_Belge bölümü_
"Çok fazla hayatım oldu, çocukluğumdan beri,
Ve farkettim ki kaç defa ölmüşüm ben.
...Kimse sana nasıl yaşaman gerektiğini söyleyemez,
Ama bu bir kurgu, ta ki seni öfkelendirene dek.
Yanlış anlaşılmak hoş bir şey değil,
Fakat neden umursayayım ki, dünyanın hakkımda neler düşündüğünü.
Tanımadığım birinin bana sosyal hastalık bulaştırmasına izin veremem."
- Madonna (Nobody Knows Me)
Yıl bitmeden küllenmiş bir kavgayı hortlatmak istemezdim, ama sanırım zamanı.
Çünkü sosyal medyada Madonna'nın turnesi ve albümü hakkında epey olumsuz şeyler okuyorum.
Çoğu eleştiri de yine malum şarkıcı Lady Gaga'nın hayran kitlesinden geliyor. Şaşırdık mı?
Cevap verelim bakalım (sonu keyifli bir şarkıyla neticeleniyor).
"Artık turneye çıkamıyor. Tiyatrolarda sahne alıyor, mekan dolmuyor ve iptaller geliyor."

_Listelenen kayıtlar_
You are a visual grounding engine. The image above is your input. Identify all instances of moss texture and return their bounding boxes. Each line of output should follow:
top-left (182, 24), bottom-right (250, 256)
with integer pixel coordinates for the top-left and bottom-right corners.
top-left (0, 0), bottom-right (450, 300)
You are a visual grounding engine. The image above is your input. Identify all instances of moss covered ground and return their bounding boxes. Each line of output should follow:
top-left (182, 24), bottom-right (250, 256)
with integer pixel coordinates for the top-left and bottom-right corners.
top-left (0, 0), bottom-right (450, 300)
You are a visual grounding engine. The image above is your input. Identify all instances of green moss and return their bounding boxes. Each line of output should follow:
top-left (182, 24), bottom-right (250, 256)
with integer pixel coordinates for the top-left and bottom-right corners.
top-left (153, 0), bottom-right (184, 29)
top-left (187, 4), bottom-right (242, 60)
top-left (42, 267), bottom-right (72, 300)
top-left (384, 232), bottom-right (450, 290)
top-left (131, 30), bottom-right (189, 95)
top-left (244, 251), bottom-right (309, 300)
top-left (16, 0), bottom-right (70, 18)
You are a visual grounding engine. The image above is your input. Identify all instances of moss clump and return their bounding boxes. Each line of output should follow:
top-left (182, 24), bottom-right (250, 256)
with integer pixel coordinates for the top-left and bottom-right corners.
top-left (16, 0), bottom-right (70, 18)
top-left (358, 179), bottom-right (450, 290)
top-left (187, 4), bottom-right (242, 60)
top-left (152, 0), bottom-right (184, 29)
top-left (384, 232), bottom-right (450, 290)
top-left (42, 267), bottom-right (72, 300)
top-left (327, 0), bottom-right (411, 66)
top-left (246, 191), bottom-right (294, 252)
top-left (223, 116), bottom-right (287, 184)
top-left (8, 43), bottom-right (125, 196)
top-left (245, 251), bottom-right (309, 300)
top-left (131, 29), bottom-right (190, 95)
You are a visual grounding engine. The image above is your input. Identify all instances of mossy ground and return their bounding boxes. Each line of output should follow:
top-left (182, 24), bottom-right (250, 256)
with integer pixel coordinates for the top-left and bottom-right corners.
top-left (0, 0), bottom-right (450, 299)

_Alıştırmalar_
A – Madonna yazısına göre Madonna hakkındaki eleştirilerin çoğu kimin hayran kitlesinden geliyor?
B – Madonna yazısının son satırındaki alıntıda Madonna hakkında öne sürülen iddiaların hepsini sırala.
C – Madonna yazısını son cümlesinin ardından sürdür.

_Görev yanıtları_
A – Lady Gaga'nın hayran kitlesinden.

B –
- Artık turneye çıkamıyor.
- Tiyatrolarda sahne alıyor.
- Mekan dolmuyor.
- İptaller geliyor.

C –
Bir kere iddialar arasında gördüğüm en saçma şey şu. Arkadaşlar Madonna'dan bahsediyoruz. Otuz beş senedir stadyum ve arenalarda -birçoğu kapalı gişe olan- yüzlerce konser veren birinden söz ediyoruz. Siz hangi dünyada yaşıyorsunuz? Tina Turner ve Madonna, popüler müzik tarihinin en önemli iki kadın sahne figürüdür. Birisi rock dünyasında, birisi pop dünyasında kadın şarkıcıları özgürleştirdi. Kadınların erkek şarkıcıların arkasında öylece dikilip vokalistlik yapma veya erkek şarkıcının kur yapması için dans hareketleri ile sahneyi doldurduğu dansçılık rolünü yok ederek tek başına da kadınların dans edip şov yapabileceklerini kanıtladılar. İşin cinsel özgürlük yanı cabası.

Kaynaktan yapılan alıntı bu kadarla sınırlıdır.